Son muchos los asuntos que hay que comprender respecto a la energía; como el espacio es limitado bastará con señalar cuatro puntos generales:
1. Demanda en aumento
El primer punto es que el consumo de energía aumentará considerablemente en las próximas décadas. Este hecho se ilustra en la GRÁFICA 1, que muestra la trayectoria de varios países durante veinticuatro años respecto al consumo de energía anual per cápita en relación con el PIB anual per cápita.
Estados Unidos es un caso atípico: un consumo de energía alto y en aumento constante y un PIB elevado. Hay otro grupo de países desarrollados –la Unión Europea y Japón– cuya energía por persona es casi la mitad que la de Estados Unidos, pero cuyo PIB per cápita es sólo dos terceras partes del estadounidense. Y luego hay una franja de países en desarrollo –China, la India, Brasil, Malasia, México– cuyo consumo de energía per cápita aumenta sostenida y exponencialmente según su crecimiento económico.
De estos datos se extraen dos conclusiones generales: primera, nadie consume menos energía al hacerse más rico, y segunda, debido a que hay cerca de 1,000 millones de personas en los países desarrollados, otros 2,500 millones en los países en desarrollo y 2,500 millones más que no llegan a figurar en la gráfica anterior, se puede esperar una demanda en aumento conforme las condiciones económicas sigan mejorando en el mundo entero.
Guiada por el impulso económico, esa demanda en aumento se acentuará gracias al incremento en la población global (de los actuales 6,500 millones de personas a un punto máximo de 9,000 millones para mediados de siglo). Gran parte de ese aumento ocurrirá en África y Asia.

○ ○ ○ ○

- [Qué se pide]:
(a) Según el texto sobre la energía, ¿qué cifra máxima alcanzará la población global a mediados de siglo?
(b) Actualiza un tramo del texto sobre la energía, desde la parte que contiene "Son muchos los" hasta "anual per cápita." inclusive. Pon "electricidad" en lugar de "energía".

Fragmento de un conjunto de datos

○ ○ ○ ○

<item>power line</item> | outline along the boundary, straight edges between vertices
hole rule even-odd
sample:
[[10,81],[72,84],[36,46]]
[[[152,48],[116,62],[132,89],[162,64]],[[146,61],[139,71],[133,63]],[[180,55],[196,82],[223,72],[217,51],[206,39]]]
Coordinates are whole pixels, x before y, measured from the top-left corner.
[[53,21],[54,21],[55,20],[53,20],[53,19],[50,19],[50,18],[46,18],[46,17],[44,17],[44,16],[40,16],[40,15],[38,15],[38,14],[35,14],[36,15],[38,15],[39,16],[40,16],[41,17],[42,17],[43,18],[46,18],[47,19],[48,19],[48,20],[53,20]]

○ ○ ○ ○

- [Resultados en orden]:
(a) 9,000 millones de personas.

(b)
Son muchos los asuntos que hay que comprender respecto a la electricidad; como el espacio es limitado bastará con señalar cuatro puntos generales:
1. Demanda en aumento
El primer punto es que el consumo de electricidad aumentará considerablemente en las próximas décadas. Este hecho se ilustra en la GRÁFICA 1, que muestra la trayectoria de varios países durante veinticuatro años respecto al consumo de electricidad anual per cápita en relación con el PIB anual per cápita.